Identify every line in the rows below that contains the word "jersey" and copy each such line in full. Matching is case-sensitive.

*** SUPPLIED INFORMATION

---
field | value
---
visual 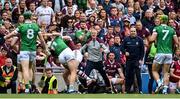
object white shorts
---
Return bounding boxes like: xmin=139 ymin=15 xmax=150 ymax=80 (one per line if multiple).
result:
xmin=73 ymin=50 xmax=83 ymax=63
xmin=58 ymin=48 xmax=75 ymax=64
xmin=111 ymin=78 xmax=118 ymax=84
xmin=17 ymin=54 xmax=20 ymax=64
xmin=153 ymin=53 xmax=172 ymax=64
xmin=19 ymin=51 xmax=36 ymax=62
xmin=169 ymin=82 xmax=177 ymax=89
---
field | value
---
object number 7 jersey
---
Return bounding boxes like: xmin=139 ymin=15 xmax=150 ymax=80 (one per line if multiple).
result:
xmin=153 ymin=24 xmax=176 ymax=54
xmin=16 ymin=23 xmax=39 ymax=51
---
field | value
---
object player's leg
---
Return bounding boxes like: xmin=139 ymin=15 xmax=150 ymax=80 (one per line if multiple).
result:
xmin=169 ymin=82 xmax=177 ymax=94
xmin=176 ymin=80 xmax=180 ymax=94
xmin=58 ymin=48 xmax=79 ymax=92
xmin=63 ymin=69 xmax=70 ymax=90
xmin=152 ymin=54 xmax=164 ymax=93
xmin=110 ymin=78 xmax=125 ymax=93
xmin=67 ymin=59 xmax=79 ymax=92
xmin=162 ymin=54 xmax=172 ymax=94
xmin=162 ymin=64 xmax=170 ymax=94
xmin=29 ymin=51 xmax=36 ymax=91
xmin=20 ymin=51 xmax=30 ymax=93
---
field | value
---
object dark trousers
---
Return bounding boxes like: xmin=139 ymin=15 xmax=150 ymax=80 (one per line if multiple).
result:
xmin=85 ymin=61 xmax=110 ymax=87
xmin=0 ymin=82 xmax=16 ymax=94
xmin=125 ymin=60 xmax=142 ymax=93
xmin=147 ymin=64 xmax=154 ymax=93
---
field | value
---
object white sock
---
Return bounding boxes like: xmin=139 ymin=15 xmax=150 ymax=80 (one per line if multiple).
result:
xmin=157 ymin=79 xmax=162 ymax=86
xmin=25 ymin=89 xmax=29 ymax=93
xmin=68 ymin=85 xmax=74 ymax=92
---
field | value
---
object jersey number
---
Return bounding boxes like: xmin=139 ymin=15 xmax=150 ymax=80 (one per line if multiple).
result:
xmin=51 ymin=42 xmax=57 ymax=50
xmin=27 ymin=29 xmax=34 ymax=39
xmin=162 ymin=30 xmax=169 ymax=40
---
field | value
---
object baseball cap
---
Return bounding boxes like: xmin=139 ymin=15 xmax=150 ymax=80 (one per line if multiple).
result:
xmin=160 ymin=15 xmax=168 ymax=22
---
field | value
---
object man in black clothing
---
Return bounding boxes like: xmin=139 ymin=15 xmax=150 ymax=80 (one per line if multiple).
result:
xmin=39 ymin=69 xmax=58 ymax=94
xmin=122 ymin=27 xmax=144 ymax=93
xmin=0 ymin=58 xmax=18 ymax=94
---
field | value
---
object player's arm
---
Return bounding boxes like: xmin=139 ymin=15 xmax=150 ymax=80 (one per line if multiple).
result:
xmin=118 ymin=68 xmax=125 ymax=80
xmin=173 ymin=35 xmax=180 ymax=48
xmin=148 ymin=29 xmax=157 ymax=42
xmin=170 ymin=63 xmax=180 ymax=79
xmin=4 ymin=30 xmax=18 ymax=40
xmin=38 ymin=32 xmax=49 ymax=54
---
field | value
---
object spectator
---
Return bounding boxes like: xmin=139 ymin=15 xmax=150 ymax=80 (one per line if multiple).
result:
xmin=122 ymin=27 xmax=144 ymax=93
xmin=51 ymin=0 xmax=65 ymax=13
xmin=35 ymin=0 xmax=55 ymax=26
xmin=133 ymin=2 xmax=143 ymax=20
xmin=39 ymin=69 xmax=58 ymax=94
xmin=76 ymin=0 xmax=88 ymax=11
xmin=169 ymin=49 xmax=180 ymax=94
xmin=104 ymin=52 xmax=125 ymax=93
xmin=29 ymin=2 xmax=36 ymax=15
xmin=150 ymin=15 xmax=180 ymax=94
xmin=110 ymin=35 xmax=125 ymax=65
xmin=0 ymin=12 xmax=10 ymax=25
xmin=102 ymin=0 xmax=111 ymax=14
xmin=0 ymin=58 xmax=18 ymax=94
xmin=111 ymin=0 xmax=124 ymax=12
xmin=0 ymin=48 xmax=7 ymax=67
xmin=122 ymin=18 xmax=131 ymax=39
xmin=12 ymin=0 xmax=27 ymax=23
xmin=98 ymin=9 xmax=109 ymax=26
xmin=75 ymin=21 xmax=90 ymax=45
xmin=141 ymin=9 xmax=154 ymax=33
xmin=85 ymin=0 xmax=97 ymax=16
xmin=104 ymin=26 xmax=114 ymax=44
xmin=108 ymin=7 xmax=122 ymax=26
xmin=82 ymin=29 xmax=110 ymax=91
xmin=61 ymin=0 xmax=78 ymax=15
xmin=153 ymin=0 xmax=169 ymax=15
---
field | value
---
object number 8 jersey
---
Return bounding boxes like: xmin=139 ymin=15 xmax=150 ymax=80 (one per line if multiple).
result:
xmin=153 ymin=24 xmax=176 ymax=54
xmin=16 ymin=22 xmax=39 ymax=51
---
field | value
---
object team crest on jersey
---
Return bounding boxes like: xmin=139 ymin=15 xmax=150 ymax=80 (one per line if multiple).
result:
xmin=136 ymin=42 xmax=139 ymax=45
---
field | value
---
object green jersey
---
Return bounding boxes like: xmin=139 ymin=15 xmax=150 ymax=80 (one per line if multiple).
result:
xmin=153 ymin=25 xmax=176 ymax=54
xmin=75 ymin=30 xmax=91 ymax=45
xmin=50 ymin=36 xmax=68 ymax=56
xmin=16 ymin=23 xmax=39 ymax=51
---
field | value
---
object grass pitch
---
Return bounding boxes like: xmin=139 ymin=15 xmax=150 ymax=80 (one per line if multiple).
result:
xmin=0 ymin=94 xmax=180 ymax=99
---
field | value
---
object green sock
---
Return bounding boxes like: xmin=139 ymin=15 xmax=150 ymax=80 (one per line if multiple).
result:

******

WRITTEN REPLY =>
object number 7 jersey
object jersey number
object number 8 jersey
object team crest on jersey
object green jersey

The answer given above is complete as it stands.